PROBLEM REQUIREMENTS: Copy out every line in the entries below that includes "green".

AVAILABLE RECORDS:
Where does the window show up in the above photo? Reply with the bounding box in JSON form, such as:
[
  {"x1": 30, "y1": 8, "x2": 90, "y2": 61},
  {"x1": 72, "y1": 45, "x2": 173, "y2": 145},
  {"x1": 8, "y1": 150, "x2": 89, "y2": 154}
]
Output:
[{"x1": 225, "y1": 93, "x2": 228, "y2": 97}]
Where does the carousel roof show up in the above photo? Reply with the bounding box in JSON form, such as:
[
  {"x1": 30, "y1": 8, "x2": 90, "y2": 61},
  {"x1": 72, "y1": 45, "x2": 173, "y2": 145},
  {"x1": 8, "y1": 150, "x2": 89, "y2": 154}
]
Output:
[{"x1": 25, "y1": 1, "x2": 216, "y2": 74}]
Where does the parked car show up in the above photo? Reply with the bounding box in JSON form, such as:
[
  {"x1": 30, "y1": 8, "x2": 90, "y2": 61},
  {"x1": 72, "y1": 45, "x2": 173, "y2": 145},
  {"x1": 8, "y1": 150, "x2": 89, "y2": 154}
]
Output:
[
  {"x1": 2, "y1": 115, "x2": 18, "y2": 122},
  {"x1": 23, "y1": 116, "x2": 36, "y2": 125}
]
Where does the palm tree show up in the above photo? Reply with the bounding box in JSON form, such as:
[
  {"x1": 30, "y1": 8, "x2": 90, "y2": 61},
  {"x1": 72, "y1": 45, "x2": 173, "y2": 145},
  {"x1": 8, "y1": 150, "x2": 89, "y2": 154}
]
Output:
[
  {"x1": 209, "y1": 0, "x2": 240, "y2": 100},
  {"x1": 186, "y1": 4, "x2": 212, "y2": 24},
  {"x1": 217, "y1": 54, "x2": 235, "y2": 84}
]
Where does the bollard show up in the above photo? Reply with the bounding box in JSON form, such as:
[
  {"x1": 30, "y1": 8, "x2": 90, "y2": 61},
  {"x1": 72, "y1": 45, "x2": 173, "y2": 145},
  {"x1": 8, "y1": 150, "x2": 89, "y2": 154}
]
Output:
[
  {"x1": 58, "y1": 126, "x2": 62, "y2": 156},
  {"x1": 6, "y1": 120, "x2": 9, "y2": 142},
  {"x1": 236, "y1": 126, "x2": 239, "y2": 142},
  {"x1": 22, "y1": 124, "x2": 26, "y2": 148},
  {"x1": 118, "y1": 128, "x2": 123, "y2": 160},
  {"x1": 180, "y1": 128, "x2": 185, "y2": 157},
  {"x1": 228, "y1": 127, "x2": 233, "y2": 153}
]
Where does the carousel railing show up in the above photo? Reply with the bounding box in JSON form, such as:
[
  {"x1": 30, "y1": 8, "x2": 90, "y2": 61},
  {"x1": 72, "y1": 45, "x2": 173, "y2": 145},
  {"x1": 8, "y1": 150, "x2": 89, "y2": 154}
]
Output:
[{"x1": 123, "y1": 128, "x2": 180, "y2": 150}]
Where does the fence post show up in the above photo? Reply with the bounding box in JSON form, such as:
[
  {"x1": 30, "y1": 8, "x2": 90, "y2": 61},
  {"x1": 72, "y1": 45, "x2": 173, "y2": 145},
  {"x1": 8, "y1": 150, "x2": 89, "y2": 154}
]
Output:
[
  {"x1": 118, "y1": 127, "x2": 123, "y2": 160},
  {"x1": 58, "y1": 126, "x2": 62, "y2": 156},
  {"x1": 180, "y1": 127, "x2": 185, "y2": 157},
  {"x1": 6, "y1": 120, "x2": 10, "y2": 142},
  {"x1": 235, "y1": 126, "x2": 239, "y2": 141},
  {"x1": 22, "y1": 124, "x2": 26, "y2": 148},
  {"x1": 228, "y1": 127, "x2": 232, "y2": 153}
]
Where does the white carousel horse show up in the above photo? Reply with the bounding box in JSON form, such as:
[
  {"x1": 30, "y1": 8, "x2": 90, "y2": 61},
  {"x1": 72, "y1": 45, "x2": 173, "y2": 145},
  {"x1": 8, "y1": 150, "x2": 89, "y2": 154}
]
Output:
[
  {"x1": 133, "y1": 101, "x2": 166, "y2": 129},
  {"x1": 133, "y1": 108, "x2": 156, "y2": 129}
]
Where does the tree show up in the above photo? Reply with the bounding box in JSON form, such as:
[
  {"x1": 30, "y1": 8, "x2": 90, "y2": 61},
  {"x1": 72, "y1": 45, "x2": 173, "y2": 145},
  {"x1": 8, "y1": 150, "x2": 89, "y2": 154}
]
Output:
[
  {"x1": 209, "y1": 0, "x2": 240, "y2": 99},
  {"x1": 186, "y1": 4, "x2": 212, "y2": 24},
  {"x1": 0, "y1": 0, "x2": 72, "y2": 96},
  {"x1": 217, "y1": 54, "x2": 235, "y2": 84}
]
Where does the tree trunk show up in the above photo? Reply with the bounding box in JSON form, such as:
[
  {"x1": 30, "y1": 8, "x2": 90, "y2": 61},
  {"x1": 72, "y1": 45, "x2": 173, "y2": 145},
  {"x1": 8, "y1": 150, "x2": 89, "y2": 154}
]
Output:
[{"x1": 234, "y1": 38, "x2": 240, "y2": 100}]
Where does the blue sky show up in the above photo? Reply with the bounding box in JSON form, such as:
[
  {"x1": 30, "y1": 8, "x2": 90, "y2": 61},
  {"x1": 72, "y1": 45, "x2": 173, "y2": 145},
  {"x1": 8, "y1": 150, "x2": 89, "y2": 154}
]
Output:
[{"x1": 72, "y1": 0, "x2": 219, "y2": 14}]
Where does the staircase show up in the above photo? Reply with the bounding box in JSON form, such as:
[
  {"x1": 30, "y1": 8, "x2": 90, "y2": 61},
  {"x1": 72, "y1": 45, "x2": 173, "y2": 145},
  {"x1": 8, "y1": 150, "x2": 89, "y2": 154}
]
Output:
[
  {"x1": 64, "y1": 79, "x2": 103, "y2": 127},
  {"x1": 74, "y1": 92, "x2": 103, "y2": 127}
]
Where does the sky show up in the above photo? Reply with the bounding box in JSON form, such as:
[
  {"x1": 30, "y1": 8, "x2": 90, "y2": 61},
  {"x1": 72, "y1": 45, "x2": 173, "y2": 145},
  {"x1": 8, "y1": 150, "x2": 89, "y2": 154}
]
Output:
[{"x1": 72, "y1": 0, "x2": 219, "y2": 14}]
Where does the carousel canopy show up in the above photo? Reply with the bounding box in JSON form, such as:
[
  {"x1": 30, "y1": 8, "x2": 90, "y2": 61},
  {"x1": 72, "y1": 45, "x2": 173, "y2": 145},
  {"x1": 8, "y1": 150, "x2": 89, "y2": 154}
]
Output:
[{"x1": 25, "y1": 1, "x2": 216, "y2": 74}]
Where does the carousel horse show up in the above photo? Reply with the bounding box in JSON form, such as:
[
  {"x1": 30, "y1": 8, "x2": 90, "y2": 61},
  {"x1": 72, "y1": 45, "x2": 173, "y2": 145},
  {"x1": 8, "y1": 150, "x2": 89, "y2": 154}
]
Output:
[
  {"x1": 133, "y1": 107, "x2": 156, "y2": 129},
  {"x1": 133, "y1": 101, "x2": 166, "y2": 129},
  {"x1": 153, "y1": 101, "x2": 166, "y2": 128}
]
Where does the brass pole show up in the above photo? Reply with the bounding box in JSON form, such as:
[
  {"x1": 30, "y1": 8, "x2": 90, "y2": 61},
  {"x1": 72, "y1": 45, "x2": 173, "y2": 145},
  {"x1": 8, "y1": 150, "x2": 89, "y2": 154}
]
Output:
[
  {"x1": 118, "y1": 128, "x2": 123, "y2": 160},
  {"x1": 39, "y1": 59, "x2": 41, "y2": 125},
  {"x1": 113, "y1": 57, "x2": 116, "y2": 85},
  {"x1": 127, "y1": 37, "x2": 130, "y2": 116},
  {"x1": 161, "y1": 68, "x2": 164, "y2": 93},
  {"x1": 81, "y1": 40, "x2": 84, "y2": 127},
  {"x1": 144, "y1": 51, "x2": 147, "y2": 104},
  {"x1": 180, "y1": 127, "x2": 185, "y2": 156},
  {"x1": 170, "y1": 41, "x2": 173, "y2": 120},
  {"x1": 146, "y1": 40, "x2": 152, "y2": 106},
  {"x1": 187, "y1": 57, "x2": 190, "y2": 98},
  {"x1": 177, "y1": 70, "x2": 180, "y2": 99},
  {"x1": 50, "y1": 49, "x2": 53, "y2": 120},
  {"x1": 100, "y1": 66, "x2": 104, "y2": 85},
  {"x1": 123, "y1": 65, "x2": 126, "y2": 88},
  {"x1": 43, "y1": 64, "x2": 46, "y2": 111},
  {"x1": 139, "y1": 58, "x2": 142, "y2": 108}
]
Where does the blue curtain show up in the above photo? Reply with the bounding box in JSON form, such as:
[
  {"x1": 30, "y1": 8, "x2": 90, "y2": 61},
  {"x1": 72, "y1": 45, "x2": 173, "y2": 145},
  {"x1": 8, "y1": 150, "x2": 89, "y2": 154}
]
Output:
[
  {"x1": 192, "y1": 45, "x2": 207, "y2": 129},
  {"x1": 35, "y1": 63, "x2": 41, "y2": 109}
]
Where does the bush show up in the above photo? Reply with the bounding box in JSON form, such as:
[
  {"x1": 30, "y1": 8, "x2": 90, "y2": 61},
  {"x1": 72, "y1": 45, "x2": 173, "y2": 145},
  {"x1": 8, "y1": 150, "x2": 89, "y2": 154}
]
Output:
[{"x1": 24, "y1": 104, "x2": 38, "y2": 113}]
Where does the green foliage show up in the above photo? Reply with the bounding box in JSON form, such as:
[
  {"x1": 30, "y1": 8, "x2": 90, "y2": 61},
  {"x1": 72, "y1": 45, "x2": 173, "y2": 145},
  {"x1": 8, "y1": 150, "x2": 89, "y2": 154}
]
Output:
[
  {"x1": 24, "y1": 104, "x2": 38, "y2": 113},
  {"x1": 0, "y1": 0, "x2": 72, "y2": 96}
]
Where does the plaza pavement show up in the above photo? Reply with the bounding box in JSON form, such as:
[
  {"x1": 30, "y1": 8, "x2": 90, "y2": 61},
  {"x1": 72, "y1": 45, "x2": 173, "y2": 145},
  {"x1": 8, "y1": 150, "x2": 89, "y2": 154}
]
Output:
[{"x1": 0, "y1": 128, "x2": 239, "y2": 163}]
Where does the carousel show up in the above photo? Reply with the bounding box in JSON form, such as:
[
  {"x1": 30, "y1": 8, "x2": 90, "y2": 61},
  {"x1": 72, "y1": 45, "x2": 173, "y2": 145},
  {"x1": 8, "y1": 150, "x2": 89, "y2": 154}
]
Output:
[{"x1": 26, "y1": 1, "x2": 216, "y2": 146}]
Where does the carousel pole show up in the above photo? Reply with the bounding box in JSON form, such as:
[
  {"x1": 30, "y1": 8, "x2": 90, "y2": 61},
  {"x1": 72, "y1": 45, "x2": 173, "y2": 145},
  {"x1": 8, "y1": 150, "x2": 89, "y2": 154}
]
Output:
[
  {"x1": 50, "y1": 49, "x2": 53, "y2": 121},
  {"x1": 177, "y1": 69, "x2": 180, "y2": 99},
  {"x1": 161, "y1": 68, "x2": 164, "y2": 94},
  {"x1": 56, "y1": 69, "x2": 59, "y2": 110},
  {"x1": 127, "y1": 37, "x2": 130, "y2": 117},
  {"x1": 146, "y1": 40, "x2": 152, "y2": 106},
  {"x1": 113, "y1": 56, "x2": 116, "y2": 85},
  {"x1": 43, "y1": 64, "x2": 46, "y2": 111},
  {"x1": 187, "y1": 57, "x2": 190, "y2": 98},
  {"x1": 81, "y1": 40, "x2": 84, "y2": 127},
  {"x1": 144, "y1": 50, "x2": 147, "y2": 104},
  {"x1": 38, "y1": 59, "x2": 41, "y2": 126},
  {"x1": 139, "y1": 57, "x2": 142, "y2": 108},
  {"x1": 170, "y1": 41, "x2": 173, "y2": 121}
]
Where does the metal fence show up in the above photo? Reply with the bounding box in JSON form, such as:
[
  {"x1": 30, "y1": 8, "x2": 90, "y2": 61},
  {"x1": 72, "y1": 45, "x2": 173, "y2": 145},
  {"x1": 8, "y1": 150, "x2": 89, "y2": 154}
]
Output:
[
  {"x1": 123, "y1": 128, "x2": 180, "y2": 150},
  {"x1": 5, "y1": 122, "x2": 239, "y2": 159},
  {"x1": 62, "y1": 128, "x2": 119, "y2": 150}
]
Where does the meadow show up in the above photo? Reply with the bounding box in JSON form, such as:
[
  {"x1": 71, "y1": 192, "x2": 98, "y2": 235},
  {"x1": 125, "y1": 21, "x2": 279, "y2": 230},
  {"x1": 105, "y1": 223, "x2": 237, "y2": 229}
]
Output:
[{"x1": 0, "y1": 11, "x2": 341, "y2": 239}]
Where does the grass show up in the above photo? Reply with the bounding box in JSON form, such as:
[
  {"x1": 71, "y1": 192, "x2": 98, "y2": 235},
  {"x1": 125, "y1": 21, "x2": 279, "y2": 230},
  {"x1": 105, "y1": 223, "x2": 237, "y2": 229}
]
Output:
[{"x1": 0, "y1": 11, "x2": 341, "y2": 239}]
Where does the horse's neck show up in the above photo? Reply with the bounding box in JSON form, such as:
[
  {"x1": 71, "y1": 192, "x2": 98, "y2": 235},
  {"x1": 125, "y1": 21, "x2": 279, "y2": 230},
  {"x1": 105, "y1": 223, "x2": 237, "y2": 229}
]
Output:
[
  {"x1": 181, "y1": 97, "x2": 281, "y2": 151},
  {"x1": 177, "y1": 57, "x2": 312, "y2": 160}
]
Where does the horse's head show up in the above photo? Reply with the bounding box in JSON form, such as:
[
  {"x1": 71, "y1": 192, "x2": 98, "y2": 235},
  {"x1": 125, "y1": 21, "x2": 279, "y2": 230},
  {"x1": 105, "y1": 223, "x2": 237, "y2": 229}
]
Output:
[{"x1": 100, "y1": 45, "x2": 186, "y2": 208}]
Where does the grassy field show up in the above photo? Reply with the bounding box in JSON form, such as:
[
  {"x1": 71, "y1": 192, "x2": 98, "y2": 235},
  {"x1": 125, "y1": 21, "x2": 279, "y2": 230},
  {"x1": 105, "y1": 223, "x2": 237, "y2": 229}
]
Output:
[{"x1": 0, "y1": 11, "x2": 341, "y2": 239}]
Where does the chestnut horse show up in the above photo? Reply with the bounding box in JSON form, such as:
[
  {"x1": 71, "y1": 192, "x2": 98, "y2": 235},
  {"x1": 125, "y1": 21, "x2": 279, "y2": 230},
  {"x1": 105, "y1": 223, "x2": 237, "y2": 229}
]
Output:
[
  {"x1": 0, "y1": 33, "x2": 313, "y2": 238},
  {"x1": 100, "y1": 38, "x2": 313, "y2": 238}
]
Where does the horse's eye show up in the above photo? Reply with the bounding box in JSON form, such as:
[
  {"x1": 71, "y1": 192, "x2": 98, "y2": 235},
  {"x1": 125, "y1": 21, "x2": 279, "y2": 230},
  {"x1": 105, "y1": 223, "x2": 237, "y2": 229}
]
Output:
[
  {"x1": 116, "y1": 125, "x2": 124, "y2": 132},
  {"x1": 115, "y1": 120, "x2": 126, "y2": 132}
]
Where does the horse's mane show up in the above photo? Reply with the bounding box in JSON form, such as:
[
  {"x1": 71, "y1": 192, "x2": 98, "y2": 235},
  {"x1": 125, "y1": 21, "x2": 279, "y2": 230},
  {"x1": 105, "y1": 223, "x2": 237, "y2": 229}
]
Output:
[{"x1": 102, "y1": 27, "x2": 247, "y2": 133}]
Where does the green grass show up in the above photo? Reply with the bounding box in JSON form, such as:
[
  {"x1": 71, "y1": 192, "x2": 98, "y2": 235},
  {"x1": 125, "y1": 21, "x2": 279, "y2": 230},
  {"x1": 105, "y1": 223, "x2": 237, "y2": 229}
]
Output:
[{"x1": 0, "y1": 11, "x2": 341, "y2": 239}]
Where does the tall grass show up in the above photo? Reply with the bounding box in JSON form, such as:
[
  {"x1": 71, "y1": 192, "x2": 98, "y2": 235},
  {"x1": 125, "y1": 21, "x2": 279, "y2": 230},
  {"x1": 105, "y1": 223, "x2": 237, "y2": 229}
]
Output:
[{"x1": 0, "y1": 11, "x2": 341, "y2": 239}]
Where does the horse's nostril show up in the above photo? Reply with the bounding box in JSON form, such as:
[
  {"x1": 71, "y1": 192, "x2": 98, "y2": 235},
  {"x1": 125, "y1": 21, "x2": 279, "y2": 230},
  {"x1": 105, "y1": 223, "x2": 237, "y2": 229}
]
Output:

ANSWER TO THE EXERCISE:
Where does the green foliage show up in the above photo? Reply with the bounding box in JSON form, such as:
Where does the green grass show up in the above photo? Reply with the bounding box in JSON form, such as:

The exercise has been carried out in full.